Start of Dataset

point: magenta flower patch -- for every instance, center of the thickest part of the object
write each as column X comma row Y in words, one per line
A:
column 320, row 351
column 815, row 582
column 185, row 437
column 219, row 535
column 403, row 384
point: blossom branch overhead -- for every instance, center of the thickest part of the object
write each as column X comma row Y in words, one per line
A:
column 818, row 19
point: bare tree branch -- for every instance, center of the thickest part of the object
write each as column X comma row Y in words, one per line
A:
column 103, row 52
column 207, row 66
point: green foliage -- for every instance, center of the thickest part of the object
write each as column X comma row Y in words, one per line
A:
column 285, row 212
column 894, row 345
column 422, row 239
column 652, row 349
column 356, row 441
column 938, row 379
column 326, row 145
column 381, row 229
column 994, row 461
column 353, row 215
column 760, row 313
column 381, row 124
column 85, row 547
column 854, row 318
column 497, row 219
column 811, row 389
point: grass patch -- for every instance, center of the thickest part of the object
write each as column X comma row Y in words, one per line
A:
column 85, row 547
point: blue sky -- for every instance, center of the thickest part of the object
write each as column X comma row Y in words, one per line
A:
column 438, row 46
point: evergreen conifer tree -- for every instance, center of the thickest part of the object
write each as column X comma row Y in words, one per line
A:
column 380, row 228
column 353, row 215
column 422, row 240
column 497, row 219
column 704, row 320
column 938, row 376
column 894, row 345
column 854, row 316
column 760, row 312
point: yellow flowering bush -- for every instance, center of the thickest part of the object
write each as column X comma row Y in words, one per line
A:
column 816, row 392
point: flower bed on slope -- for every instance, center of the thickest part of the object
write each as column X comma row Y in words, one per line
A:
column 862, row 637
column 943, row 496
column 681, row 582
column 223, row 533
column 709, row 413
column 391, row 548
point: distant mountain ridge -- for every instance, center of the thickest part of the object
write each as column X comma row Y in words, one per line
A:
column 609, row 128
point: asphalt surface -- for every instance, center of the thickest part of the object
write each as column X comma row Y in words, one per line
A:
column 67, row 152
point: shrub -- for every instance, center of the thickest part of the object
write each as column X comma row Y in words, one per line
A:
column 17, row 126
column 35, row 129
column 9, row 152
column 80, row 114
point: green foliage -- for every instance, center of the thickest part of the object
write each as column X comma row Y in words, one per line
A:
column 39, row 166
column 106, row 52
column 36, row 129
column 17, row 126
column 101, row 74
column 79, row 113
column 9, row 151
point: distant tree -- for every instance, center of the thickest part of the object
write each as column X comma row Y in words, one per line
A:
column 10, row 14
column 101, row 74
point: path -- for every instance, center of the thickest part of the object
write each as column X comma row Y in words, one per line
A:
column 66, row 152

End of Dataset

■ **To be done**:
Can you write out all of the records above, copying each line word for word?

■ **The solution**:
point: magenta flower patch -- for every instance, center of the thickest part of the object
write each as column X comma row Y in words, one per line
A:
column 320, row 351
column 815, row 582
column 185, row 437
column 219, row 535
column 403, row 384
point: blossom branch overhead -- for every instance, center of the thickest part of the object
write each as column X comma row Y in words, one per line
A:
column 818, row 19
point: bare tree branch -- for every instance, center of the thickest part of the object
write each as column X comma row Y in words, one per line
A:
column 103, row 52
column 207, row 66
point: green foliage -- for every instance, center of the thickest part of the object
write each as column X comma row Y in words, one per line
A:
column 285, row 212
column 894, row 345
column 422, row 239
column 652, row 349
column 356, row 441
column 938, row 379
column 326, row 145
column 381, row 229
column 994, row 461
column 353, row 215
column 760, row 313
column 381, row 124
column 85, row 547
column 854, row 318
column 497, row 219
column 811, row 389
point: grass patch -- for every instance, center of the thickest part of the object
write each as column X comma row Y in words, one per line
A:
column 85, row 547
point: blue sky -- for every instance, center of the thickest part of the object
write each as column X comma row Y in words, one per line
A:
column 438, row 46
point: evergreen conifer tree -- for every instance, center of the thickest part of the object
write each as column X comma row Y in words, one per line
A:
column 380, row 228
column 353, row 215
column 422, row 240
column 497, row 219
column 704, row 320
column 938, row 376
column 894, row 345
column 854, row 316
column 760, row 312
point: yellow flowering bush -- for every instance, center of the thickest part of the object
write each as column X comma row Y in words, one per line
A:
column 816, row 392
point: flower bed on slope -- for every instance, center of the thickest part of the object
write each as column X comma row Y in words, one per line
A:
column 862, row 637
column 943, row 496
column 681, row 582
column 223, row 533
column 709, row 413
column 391, row 548
point: distant mountain ridge -- for every instance, center of the thickest part of the object
write each as column X comma row Y in words, one per line
A:
column 609, row 128
point: asphalt surface -- for every instance, center of the thickest part of the object
write each as column X comma row Y in words, one per line
A:
column 67, row 152
point: shrub -- for every instance, center of the thickest part of the object
write each as column X comma row Y in words, one per line
A:
column 17, row 126
column 35, row 129
column 9, row 152
column 80, row 114
point: green foliage -- for every instance, center of the thickest part of the object
write each as column X comma row Y in words, one per line
A:
column 39, row 166
column 106, row 52
column 36, row 129
column 17, row 126
column 101, row 74
column 79, row 113
column 9, row 151
point: distant tree -- for every instance, center of the thickest part of the object
write each as column X comma row Y in words, one per line
A:
column 10, row 14
column 101, row 74
point: path -- for every instance, center of the thickest part of the object
write each as column X comma row Y in words, one per line
A:
column 66, row 152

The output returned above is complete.